*Stated task A:*
Rewrite the listing from the line containing "Identify the frosted" through the end of the listing, with "red berry" changed to "raspberry" and nothing else altered.

*Source extract:*
>>

No, but you’re citing a tragedy that befell some Jewish people to score cheap emotional rhetorical points without providing any corresponding intellectual justification for your position. It doesn’t really matter how many Jews you’re speaking for; it just matters that the Jews you are speaking for didn’t seem to hold the same position as you.

Your feelings on that score are simply incorrect.

Had I asked: “Is vigilante justice a good thing?” then your answers would have been quite clear.

However, that is not the question I asked. And I took great pains to clarify that I was not asking, “in the context of a society with a functional and not terribly corrupt legal system, is vigilante justice a good thing or a bad thing?” Nonetheless, that seems to be the only question along these lines that you are willing to answer.

What I asked instead was: at what point at which an institutional system of justice can become so unjust, oppressive, and cruel that the people subjected to its vagaries are morally justified in seeking a new system of justice outside the terms of the unjust, oppressive, and cruel institutions?

<<

*Stated task B:*
From the passage on vigilante justice, copy word for word the stretch that starts at "No, but you’re" and ends after "position as you.".

*Dataset excerpts:*
>>

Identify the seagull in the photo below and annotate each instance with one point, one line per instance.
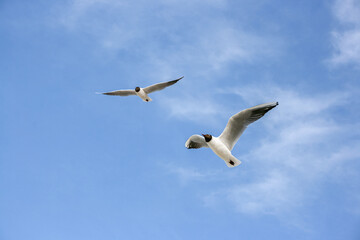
(143, 92)
(236, 125)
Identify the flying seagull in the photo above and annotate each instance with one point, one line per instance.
(236, 125)
(143, 92)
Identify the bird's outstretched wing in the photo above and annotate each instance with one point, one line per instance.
(160, 86)
(121, 93)
(196, 141)
(238, 123)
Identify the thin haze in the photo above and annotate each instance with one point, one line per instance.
(76, 165)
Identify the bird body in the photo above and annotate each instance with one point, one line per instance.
(143, 92)
(220, 149)
(236, 125)
(143, 95)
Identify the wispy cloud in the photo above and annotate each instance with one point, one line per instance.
(174, 36)
(346, 38)
(303, 145)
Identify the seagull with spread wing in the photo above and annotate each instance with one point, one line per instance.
(236, 125)
(143, 92)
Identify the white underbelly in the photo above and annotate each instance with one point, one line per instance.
(220, 149)
(142, 94)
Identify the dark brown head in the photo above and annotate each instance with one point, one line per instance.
(207, 137)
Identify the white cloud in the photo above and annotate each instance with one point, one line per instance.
(303, 145)
(346, 39)
(170, 35)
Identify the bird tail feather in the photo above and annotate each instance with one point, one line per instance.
(233, 162)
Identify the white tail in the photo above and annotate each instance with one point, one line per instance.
(233, 162)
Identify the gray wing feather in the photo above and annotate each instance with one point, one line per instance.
(121, 93)
(196, 141)
(239, 122)
(160, 86)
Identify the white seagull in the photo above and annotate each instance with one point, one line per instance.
(143, 92)
(236, 125)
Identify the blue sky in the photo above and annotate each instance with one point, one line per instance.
(76, 165)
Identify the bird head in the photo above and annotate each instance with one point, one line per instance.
(207, 137)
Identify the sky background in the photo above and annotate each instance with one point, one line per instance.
(77, 165)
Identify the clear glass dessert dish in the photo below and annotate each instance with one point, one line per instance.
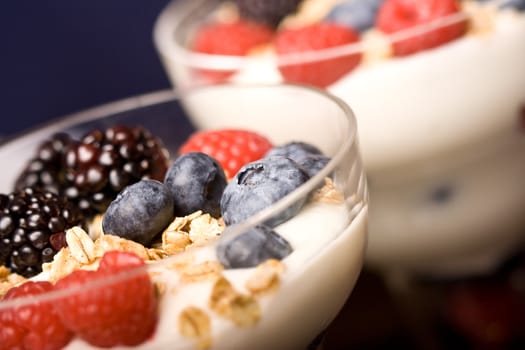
(440, 106)
(192, 300)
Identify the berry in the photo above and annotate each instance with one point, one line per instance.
(46, 170)
(140, 211)
(489, 313)
(34, 325)
(196, 182)
(397, 15)
(230, 39)
(232, 148)
(359, 15)
(32, 227)
(120, 311)
(314, 38)
(306, 155)
(105, 162)
(252, 247)
(92, 171)
(260, 184)
(270, 12)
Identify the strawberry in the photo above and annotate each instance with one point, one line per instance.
(316, 37)
(397, 15)
(232, 148)
(123, 312)
(33, 325)
(230, 39)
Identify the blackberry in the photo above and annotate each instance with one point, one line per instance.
(270, 12)
(91, 172)
(32, 228)
(46, 170)
(103, 163)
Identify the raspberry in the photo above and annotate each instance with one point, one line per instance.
(315, 37)
(397, 15)
(121, 313)
(34, 325)
(230, 39)
(270, 12)
(232, 148)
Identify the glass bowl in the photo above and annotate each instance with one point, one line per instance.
(441, 129)
(292, 301)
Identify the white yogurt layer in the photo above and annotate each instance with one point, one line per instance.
(441, 118)
(319, 274)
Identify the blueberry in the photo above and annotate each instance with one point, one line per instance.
(196, 182)
(516, 4)
(258, 185)
(442, 194)
(140, 211)
(252, 247)
(357, 14)
(306, 155)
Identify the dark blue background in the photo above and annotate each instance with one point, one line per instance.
(61, 56)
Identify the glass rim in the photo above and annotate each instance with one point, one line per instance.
(159, 97)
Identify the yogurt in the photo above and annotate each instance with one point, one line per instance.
(439, 131)
(324, 237)
(328, 236)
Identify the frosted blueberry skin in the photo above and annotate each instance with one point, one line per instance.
(196, 182)
(306, 155)
(359, 15)
(252, 247)
(139, 212)
(260, 184)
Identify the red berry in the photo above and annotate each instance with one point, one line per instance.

<<

*Correct output A:*
Identify the frosted blueberry skin in the photo above and annotate each instance with one point, one line per instance.
(196, 182)
(306, 155)
(359, 15)
(252, 247)
(139, 212)
(260, 184)
Identify the raspberry in the photo above and annotate each instance with one point, one line per instance.

*Correct output B:*
No, but you’re citing a tragedy that befell some Jewish people to score cheap emotional rhetorical points without providing any corresponding intellectual justification for your position. It doesn’t really matter how many Jews you’re speaking for; it just matters that the Jews you are speaking for didn’t seem to hold the same position as you.